(Stored items)
'''

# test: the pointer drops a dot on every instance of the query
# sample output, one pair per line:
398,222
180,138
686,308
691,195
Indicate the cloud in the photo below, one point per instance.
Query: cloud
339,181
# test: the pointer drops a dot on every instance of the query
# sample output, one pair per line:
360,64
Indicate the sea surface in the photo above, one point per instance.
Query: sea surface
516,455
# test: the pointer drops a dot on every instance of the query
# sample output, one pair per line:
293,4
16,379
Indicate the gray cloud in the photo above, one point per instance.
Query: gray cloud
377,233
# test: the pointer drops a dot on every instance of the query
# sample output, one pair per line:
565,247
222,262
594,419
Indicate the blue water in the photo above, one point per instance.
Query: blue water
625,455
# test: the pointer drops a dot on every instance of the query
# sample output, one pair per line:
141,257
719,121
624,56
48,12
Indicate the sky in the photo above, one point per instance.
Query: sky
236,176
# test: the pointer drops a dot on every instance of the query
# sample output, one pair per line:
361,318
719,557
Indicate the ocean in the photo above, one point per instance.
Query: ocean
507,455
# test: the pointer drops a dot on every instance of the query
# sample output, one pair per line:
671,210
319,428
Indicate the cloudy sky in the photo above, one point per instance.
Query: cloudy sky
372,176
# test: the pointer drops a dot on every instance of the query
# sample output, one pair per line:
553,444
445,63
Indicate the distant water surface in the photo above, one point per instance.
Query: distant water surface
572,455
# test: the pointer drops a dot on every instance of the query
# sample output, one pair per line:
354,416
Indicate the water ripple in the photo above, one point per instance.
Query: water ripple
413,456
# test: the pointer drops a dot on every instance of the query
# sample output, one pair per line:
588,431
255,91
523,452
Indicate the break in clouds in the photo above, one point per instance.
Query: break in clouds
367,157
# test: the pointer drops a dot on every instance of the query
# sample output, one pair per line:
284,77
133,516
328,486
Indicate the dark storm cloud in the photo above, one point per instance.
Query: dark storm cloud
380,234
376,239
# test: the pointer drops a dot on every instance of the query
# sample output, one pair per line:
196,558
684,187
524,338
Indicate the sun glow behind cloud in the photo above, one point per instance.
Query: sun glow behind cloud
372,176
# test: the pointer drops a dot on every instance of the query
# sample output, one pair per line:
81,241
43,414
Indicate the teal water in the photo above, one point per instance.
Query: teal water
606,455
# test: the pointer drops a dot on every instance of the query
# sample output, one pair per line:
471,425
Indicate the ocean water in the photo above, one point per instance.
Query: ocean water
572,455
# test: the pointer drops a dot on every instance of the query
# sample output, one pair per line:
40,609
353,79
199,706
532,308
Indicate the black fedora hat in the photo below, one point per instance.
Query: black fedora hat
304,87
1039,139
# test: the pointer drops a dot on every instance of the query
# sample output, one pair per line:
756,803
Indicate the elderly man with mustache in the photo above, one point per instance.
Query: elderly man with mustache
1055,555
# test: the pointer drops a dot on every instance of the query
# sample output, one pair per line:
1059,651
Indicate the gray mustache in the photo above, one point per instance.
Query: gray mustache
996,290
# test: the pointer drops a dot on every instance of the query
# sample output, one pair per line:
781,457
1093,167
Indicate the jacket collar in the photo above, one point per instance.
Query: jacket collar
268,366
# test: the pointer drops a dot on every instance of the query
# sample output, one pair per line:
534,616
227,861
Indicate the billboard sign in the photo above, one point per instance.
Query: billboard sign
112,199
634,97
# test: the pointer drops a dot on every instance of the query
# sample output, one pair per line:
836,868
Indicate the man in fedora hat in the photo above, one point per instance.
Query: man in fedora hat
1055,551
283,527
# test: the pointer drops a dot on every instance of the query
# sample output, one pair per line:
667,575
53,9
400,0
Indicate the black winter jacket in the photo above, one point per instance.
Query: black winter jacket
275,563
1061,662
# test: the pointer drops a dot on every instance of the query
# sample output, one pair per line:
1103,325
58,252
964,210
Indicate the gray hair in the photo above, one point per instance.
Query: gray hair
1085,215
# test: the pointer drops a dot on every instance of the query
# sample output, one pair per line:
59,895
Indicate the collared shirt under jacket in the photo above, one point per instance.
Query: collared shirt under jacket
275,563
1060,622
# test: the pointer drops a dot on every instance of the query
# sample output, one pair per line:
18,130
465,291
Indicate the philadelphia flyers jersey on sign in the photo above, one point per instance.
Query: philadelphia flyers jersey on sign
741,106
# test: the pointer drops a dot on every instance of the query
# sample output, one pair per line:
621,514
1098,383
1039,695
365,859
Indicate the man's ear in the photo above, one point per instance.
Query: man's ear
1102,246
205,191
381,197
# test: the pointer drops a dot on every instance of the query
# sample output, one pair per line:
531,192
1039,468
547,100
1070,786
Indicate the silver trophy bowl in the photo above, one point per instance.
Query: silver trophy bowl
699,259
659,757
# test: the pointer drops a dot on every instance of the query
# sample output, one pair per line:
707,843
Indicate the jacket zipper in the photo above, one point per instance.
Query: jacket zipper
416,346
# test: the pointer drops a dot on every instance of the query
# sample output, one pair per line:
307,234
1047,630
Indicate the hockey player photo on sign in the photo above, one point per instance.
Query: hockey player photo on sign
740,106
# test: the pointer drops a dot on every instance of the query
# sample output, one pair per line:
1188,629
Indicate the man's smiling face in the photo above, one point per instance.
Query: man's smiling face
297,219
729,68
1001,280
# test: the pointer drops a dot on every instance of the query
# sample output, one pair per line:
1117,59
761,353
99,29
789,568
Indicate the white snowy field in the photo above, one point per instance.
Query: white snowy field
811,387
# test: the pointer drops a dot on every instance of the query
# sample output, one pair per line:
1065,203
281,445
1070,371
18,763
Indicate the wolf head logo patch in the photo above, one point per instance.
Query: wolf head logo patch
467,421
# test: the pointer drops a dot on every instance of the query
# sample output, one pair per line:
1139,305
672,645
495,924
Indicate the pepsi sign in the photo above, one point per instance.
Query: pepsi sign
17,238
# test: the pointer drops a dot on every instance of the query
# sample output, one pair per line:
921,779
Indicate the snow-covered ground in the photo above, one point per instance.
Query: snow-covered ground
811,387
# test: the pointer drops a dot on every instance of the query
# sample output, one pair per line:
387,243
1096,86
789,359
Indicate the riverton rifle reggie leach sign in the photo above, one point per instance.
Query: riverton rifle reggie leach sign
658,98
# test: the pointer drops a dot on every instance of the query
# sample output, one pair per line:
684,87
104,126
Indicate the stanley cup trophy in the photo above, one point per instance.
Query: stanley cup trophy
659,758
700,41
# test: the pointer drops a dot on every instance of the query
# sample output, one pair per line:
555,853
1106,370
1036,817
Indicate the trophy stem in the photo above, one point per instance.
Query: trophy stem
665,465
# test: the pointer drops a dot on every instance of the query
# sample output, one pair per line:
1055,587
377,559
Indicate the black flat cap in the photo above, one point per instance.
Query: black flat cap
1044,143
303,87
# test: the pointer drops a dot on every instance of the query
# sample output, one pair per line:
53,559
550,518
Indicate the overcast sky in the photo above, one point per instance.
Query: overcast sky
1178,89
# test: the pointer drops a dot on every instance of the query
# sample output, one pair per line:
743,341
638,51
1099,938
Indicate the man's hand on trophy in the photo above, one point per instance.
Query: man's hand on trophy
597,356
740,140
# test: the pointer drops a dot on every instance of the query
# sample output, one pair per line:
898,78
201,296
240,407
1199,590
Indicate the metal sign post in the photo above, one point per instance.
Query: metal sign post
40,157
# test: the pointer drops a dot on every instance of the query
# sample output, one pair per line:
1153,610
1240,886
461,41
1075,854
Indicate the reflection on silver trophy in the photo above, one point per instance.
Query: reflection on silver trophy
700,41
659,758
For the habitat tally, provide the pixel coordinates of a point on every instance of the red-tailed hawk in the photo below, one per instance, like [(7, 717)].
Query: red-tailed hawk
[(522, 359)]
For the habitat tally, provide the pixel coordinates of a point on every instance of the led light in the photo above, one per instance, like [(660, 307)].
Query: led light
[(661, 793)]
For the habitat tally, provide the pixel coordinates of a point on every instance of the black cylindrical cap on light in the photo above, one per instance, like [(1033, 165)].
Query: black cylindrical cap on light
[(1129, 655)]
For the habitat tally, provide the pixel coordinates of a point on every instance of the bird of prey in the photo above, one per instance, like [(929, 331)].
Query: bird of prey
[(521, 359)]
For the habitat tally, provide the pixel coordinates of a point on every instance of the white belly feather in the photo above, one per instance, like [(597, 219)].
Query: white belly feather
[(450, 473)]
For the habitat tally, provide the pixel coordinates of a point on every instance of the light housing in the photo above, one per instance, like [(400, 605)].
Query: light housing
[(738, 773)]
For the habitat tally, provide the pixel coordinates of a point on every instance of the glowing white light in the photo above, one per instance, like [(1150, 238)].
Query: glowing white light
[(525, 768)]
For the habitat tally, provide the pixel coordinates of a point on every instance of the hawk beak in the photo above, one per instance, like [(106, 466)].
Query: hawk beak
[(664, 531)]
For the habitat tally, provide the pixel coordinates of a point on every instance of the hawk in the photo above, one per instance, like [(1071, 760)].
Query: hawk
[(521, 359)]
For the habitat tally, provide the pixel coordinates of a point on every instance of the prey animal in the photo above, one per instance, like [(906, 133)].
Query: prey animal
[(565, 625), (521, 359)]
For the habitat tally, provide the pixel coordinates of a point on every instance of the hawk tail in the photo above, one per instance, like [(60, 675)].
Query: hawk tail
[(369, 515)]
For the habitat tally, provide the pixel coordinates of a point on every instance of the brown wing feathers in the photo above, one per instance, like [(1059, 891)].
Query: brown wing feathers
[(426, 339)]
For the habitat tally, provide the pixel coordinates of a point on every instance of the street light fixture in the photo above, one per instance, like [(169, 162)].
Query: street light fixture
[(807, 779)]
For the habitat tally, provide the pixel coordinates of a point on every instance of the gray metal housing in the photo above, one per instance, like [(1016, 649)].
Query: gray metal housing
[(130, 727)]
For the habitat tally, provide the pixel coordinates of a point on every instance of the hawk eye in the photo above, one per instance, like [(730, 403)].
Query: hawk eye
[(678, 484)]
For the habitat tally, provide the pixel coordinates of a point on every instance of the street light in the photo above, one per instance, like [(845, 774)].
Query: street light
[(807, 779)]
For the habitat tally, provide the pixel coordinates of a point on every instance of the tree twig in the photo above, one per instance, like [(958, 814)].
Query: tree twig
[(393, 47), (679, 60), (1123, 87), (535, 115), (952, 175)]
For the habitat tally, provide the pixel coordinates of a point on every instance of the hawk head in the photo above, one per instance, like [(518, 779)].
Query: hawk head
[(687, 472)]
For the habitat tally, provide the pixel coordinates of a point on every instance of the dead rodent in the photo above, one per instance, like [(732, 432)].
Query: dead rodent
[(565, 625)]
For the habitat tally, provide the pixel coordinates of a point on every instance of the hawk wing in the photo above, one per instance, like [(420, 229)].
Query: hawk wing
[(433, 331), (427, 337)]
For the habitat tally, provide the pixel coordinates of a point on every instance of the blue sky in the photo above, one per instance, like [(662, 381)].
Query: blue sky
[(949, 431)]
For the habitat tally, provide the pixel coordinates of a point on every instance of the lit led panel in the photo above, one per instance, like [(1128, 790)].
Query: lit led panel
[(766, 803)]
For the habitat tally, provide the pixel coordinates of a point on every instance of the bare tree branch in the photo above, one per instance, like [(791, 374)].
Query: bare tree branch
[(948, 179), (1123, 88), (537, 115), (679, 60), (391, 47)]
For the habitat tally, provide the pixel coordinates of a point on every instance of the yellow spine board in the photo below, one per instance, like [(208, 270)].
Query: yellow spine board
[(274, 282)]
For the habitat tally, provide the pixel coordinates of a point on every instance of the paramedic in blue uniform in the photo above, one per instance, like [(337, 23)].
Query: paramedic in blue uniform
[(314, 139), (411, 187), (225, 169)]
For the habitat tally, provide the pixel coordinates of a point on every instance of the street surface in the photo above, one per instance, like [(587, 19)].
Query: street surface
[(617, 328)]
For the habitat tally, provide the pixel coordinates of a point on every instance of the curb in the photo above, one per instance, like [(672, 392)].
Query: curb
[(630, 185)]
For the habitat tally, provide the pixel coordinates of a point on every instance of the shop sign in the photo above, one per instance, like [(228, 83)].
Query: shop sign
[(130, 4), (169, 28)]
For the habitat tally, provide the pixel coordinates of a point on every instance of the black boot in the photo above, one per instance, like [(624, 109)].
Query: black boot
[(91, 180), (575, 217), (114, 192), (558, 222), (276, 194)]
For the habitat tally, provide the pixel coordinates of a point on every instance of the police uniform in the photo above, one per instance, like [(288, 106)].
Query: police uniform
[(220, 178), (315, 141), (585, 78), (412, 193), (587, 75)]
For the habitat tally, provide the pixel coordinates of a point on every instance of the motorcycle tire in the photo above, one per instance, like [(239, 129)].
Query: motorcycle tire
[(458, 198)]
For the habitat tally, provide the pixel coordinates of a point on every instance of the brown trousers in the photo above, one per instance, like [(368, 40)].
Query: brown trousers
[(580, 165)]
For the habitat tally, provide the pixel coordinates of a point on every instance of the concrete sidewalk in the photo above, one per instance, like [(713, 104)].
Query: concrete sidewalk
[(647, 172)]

'''

Return, from the entries, each line that holds "below".

Indicate the cloud in the photo below, one point per instance.
Indicate the black fedora hat in the photo below, one point per instance.
For the habitat tally, provide the pixel coordinates of a point on every instance of the red-tailed hawk in the photo below, one per instance, like [(7, 717)].
For the habitat tally, provide the pixel coordinates of a point on every instance of the yellow spine board in the photo below, one per instance, like [(208, 270)].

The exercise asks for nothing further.